Task to carry out
How many lines in the entries below contain the word "water"? Reply with the number alone.

[Extracted data entries]
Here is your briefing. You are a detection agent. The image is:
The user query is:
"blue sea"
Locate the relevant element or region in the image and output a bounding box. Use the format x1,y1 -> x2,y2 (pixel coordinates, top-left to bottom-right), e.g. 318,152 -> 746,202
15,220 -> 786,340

--

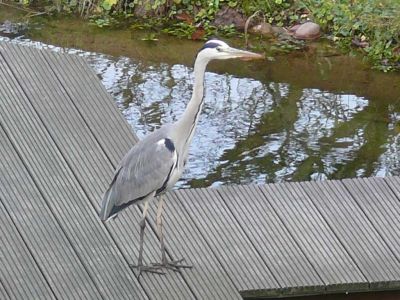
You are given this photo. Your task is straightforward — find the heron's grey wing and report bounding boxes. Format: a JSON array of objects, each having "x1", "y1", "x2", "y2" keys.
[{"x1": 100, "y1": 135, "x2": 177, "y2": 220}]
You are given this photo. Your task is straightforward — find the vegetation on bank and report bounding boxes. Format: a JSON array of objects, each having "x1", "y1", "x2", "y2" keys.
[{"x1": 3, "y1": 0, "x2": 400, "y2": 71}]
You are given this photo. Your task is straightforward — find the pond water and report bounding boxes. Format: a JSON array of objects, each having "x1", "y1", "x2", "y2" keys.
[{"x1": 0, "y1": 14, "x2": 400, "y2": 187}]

...

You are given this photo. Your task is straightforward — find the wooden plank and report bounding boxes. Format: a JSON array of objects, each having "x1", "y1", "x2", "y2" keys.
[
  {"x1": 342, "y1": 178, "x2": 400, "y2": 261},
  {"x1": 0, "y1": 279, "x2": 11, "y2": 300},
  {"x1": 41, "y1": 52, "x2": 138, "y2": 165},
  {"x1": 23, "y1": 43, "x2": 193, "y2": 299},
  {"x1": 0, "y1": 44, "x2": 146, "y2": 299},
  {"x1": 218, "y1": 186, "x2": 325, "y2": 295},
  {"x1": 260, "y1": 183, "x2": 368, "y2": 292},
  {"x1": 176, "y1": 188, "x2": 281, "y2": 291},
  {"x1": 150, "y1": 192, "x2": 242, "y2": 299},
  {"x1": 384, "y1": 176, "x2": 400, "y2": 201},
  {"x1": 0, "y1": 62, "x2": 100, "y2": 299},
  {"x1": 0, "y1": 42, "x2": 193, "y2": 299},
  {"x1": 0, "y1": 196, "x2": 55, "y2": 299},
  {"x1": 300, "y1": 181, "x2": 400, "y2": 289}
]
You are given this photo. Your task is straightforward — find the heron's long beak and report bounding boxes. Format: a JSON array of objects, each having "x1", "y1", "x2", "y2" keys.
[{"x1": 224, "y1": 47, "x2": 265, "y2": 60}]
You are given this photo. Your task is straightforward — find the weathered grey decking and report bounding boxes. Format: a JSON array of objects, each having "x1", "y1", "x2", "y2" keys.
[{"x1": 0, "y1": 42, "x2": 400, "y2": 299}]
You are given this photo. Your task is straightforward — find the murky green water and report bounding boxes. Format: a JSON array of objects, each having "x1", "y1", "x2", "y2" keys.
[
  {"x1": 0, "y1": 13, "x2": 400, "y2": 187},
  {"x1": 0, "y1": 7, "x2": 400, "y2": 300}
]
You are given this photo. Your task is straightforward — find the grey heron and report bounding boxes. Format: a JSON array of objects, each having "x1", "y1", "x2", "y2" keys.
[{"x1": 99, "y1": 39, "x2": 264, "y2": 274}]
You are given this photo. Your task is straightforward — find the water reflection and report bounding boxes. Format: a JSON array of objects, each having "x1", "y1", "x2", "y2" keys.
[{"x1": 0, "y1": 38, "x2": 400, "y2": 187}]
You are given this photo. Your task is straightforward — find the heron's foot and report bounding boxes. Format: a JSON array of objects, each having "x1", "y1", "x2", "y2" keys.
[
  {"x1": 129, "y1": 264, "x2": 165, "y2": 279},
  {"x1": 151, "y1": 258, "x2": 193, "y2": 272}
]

Exercise response
3